**What you have to do**
Give back exactly the lines running from the line with "If you could pin the flagpole" to the end of the entries, and only those lines.

---------- Data provided ----------

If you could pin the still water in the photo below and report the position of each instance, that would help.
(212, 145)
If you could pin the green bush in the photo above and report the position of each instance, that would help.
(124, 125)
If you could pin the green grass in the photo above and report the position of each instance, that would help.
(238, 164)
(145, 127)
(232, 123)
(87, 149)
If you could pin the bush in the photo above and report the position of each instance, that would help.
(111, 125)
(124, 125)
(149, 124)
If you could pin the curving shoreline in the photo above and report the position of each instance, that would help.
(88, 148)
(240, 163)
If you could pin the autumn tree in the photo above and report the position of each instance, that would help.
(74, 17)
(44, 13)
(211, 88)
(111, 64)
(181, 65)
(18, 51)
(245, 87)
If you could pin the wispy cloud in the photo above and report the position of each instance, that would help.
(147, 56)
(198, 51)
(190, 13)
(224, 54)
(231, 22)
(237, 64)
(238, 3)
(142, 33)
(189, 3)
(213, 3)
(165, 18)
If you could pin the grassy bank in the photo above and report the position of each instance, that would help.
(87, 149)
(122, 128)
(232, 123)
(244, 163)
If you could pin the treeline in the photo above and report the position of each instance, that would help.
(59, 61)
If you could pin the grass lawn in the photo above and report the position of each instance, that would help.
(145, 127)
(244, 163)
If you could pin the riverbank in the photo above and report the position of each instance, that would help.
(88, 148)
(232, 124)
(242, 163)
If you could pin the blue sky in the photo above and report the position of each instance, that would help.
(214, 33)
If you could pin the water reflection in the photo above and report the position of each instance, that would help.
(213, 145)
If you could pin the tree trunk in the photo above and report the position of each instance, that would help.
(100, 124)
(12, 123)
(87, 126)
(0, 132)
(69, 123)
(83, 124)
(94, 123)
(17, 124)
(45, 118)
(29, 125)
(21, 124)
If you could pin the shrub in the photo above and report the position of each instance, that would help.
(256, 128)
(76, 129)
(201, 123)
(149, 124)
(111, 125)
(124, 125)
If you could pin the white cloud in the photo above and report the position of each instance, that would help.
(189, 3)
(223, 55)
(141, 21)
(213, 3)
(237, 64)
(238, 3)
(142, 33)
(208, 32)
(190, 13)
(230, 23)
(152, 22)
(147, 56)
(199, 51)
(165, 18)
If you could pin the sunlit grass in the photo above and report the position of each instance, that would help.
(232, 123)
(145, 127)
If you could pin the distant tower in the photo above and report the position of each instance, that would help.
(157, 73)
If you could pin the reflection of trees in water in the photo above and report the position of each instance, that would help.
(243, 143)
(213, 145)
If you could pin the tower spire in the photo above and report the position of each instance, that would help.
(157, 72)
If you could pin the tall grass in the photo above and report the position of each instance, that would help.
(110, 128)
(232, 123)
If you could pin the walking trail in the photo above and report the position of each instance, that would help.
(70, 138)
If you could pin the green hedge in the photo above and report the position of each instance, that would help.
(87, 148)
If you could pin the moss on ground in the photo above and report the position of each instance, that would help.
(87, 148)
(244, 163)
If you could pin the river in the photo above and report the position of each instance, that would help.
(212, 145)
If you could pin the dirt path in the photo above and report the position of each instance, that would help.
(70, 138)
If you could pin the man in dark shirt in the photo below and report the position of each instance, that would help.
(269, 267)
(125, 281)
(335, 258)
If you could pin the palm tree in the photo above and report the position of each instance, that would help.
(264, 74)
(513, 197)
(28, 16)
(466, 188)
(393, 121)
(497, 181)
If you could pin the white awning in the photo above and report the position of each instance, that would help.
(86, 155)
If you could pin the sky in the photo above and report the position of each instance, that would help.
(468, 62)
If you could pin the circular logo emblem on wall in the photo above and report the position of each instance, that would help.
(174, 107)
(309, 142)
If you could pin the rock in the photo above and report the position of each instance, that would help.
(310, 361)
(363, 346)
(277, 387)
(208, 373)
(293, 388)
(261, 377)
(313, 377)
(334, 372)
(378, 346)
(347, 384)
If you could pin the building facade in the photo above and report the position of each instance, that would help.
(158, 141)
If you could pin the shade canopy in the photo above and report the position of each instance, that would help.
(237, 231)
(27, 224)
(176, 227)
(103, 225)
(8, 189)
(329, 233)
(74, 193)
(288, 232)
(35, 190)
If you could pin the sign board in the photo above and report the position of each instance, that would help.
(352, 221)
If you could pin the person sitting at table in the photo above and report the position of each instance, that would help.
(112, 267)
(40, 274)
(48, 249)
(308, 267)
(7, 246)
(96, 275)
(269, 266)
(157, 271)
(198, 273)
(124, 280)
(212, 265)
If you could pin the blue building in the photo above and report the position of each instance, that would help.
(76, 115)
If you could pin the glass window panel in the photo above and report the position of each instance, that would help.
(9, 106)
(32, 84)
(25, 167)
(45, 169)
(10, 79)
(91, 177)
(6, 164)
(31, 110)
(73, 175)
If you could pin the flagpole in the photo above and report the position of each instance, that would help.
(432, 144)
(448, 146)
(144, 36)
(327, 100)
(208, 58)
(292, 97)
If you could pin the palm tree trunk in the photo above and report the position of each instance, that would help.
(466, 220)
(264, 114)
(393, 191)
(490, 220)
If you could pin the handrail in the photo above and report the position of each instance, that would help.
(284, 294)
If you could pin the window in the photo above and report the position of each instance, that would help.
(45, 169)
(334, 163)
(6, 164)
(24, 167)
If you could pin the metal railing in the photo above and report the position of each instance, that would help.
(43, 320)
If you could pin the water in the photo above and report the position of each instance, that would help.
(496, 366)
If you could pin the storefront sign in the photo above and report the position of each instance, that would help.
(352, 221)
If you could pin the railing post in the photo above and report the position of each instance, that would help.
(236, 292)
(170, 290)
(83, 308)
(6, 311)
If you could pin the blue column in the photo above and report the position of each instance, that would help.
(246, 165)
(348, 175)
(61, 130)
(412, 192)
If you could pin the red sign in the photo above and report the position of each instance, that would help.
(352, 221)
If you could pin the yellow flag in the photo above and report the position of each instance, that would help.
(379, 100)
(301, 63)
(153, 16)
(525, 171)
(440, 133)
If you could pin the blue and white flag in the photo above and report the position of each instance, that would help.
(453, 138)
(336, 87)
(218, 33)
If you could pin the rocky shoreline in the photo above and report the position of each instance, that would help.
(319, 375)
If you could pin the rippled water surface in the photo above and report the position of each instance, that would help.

----------

**Exercise result**
If you could pin the flagpole in the photo above and report the position of each instance, that would help.
(432, 144)
(448, 146)
(144, 36)
(327, 100)
(208, 58)
(292, 97)
If you could pin the palm tree trunk in the photo above and report the position of each instance, that would help.
(466, 220)
(264, 114)
(393, 191)
(490, 220)
If you could pin the handrail in the photo above and report the position of each instance, that would help.
(284, 294)
If you could pin the window in the photo above and report the position of each instance, that would help.
(45, 169)
(334, 163)
(6, 164)
(24, 167)
If you could pin the metal railing in the photo above and report the position of each instance, that would help.
(43, 320)
If you could pin the water in the photo above and report the position of each instance, that would help.
(496, 366)
If you could pin the storefront sign in the photo above and report the position of each instance, that would help.
(352, 221)
If you could pin the railing post in the photo above and report the position of each instance, that would help.
(236, 292)
(170, 290)
(83, 308)
(6, 311)
If you could pin the blue column in the photo above and report the position of each instance, that would help.
(246, 165)
(348, 175)
(61, 130)
(412, 192)
If you could pin the red sign in the photo above and report the position of each instance, that would help.
(352, 221)
If you could pin the yellow flag in the photo above and report the position of each instance, that would help.
(379, 100)
(301, 63)
(153, 16)
(525, 171)
(440, 133)
If you could pin the blue and white flag in the photo above and report the position of each instance, that would help.
(453, 138)
(336, 87)
(218, 33)
If you could pin the rocky shoreline in the photo above and report the position of each instance, that would help.
(319, 375)
If you could pin the rippled water surface in the photo above and report the position of each instance, that would help.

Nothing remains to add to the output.